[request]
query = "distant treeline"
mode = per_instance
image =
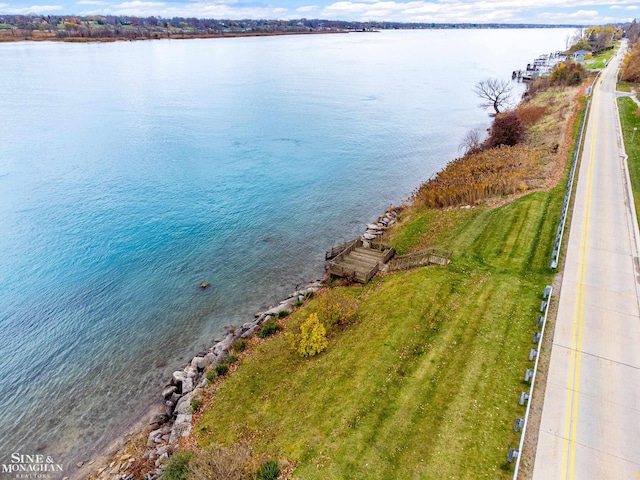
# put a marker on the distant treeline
(111, 26)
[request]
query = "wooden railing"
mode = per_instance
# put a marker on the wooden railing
(431, 256)
(335, 251)
(346, 251)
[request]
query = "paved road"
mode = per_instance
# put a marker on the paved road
(590, 427)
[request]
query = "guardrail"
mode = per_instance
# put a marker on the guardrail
(567, 196)
(530, 375)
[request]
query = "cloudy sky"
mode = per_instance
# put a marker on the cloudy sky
(477, 11)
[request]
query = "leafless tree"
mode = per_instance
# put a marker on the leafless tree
(497, 93)
(471, 142)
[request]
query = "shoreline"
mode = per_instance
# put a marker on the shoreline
(177, 36)
(167, 419)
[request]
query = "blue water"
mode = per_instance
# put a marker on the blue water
(131, 172)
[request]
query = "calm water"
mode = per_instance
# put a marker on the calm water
(131, 172)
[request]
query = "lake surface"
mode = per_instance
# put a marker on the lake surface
(131, 172)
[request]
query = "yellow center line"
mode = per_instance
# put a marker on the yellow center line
(571, 413)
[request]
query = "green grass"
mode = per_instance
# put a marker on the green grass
(624, 87)
(426, 384)
(628, 118)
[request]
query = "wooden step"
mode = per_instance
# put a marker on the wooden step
(370, 253)
(364, 258)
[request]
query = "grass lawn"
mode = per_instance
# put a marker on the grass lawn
(628, 118)
(426, 384)
(624, 87)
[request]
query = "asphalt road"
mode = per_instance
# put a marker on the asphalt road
(590, 426)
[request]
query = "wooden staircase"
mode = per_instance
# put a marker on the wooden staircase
(360, 263)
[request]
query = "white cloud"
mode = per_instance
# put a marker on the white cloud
(450, 11)
(31, 10)
(307, 9)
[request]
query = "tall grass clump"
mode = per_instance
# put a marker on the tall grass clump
(477, 177)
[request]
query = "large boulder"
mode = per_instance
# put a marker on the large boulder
(184, 404)
(178, 377)
(187, 386)
(167, 392)
(199, 363)
(181, 428)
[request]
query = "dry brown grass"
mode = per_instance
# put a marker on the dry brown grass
(507, 172)
(476, 177)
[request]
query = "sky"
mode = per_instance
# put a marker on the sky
(583, 12)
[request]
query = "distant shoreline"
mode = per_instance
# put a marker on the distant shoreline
(52, 37)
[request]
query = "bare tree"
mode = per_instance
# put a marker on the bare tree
(497, 93)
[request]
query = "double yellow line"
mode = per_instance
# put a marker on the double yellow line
(571, 414)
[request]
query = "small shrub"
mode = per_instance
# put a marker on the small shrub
(178, 466)
(239, 345)
(312, 338)
(211, 375)
(530, 114)
(507, 129)
(335, 308)
(269, 470)
(568, 73)
(270, 327)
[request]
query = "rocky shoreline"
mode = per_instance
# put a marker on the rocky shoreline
(174, 422)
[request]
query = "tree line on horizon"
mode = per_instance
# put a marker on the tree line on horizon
(140, 27)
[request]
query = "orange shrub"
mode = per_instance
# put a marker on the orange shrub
(476, 177)
(530, 114)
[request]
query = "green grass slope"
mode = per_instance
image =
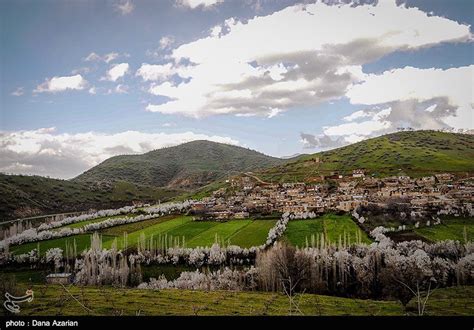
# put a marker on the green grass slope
(415, 153)
(187, 166)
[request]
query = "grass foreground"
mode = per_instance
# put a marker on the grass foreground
(57, 300)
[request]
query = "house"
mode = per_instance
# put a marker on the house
(59, 278)
(241, 215)
(359, 173)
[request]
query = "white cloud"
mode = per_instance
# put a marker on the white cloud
(60, 84)
(45, 152)
(407, 97)
(121, 89)
(125, 7)
(299, 56)
(198, 3)
(18, 92)
(107, 58)
(166, 41)
(152, 72)
(116, 71)
(168, 125)
(422, 85)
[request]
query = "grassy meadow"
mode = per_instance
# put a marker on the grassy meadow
(333, 227)
(55, 300)
(245, 233)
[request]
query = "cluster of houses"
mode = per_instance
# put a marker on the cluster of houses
(244, 195)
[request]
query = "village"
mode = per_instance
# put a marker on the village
(246, 195)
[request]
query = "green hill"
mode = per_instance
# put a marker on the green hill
(24, 196)
(415, 153)
(186, 166)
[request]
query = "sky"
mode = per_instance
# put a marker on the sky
(82, 81)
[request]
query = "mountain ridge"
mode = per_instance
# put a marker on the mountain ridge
(185, 166)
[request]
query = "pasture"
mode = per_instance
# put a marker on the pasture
(182, 229)
(332, 227)
(52, 300)
(452, 228)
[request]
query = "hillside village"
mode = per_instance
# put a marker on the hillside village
(424, 197)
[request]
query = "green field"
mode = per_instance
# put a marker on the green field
(333, 227)
(83, 242)
(254, 234)
(52, 300)
(450, 228)
(245, 233)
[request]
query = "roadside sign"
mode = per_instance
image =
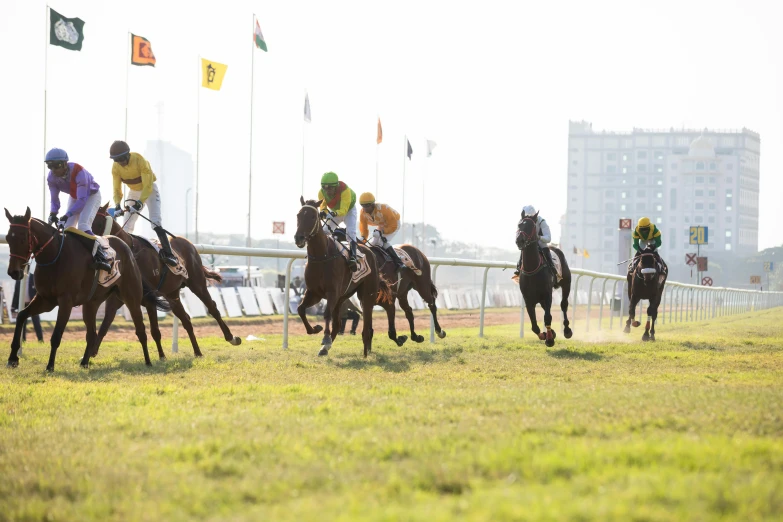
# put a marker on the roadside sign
(699, 235)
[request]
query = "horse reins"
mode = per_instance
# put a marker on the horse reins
(32, 242)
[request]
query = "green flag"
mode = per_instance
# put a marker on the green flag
(65, 32)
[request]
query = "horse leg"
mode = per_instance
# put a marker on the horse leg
(406, 307)
(565, 290)
(308, 299)
(89, 312)
(550, 334)
(390, 312)
(179, 311)
(63, 314)
(531, 313)
(38, 305)
(203, 295)
(113, 303)
(152, 314)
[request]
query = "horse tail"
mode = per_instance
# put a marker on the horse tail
(384, 291)
(152, 297)
(212, 274)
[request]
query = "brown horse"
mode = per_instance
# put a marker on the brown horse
(327, 276)
(64, 277)
(157, 275)
(407, 280)
(646, 280)
(536, 280)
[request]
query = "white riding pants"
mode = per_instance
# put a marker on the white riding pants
(350, 223)
(153, 207)
(83, 220)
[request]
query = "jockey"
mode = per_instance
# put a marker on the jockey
(339, 200)
(132, 169)
(645, 236)
(545, 236)
(83, 202)
(387, 223)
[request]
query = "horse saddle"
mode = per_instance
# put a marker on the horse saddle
(89, 242)
(178, 270)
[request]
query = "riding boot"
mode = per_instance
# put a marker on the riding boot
(99, 256)
(166, 254)
(353, 266)
(398, 264)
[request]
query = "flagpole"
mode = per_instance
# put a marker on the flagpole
(198, 137)
(46, 83)
(250, 173)
(404, 165)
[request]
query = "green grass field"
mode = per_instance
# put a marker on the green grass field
(687, 428)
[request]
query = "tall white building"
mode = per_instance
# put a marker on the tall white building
(677, 178)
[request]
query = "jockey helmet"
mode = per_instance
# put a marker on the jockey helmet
(330, 178)
(56, 155)
(118, 149)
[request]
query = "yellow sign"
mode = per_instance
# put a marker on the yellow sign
(212, 74)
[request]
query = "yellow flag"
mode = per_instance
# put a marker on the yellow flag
(212, 74)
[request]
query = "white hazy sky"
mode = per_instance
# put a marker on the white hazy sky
(493, 83)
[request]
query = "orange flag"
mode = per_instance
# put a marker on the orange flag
(141, 51)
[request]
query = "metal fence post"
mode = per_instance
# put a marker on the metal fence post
(432, 319)
(287, 303)
(483, 299)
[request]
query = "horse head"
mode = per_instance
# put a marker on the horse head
(648, 268)
(308, 222)
(20, 243)
(527, 231)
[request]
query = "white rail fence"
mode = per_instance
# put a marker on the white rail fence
(681, 302)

━━━━━━━━━━━━━━━━

WORK REQUIRED -
Pick out every line in the material above that contains the word "railing". Uppercase and lowercase letters count as different.

EXERCISE ANSWER -
query = "wooden railing"
# put a marker on the wooden railing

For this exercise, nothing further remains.